— Begin —

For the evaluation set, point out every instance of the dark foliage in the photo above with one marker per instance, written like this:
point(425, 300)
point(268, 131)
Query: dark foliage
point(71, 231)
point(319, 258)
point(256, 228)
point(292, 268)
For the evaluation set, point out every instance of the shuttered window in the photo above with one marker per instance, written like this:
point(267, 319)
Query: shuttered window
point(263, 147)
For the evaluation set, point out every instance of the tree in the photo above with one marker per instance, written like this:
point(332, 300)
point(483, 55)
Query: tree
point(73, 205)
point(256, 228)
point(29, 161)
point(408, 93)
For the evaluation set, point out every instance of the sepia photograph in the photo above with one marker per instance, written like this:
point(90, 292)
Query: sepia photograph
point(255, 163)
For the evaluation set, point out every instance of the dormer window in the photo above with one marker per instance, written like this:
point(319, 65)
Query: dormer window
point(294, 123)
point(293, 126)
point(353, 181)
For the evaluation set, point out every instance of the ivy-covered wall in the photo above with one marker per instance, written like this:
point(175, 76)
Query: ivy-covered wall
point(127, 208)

— End —

Given problem ▸ Reproduce every line of the records above, requests included, offsetting each coordinate in the answer points by -95. Leave the coordinates in the requests and their format samples unchanged.

Result ▸
For the evaluation set, point out every instance of the dark foliage in the photo above with one marker per instance, written like this:
point(425, 300)
point(268, 131)
Query: dark foliage
point(-24, 136)
point(224, 163)
point(161, 133)
point(197, 173)
For the evaluation set, point out every instance of the shuttered window in the photo above with one marker per instance, written like this:
point(267, 319)
Query: shuttered window
point(168, 52)
For the evaluation set, point out every instance of the tree in the photo above with one marker per instance, written like this:
point(332, 300)
point(483, 55)
Query: tree
point(-22, 110)
point(161, 133)
point(-66, 66)
point(313, -2)
For the evaluation set, point out every instance of the sepia photograph in the photo above with one marker per instance, written like this:
point(90, 292)
Query: sepia photograph
point(160, 68)
For the evaluation set, point out every instance of the dormer window in the photo above with one marker per instance, written like this:
point(319, 65)
Query: dormer window
point(199, 28)
point(198, 31)
point(258, 86)
For the evaluation set, point out every instance of the ivy-covered wall in the photo above with one marker per instance, written like this:
point(175, 76)
Query: ivy-covered wall
point(32, 113)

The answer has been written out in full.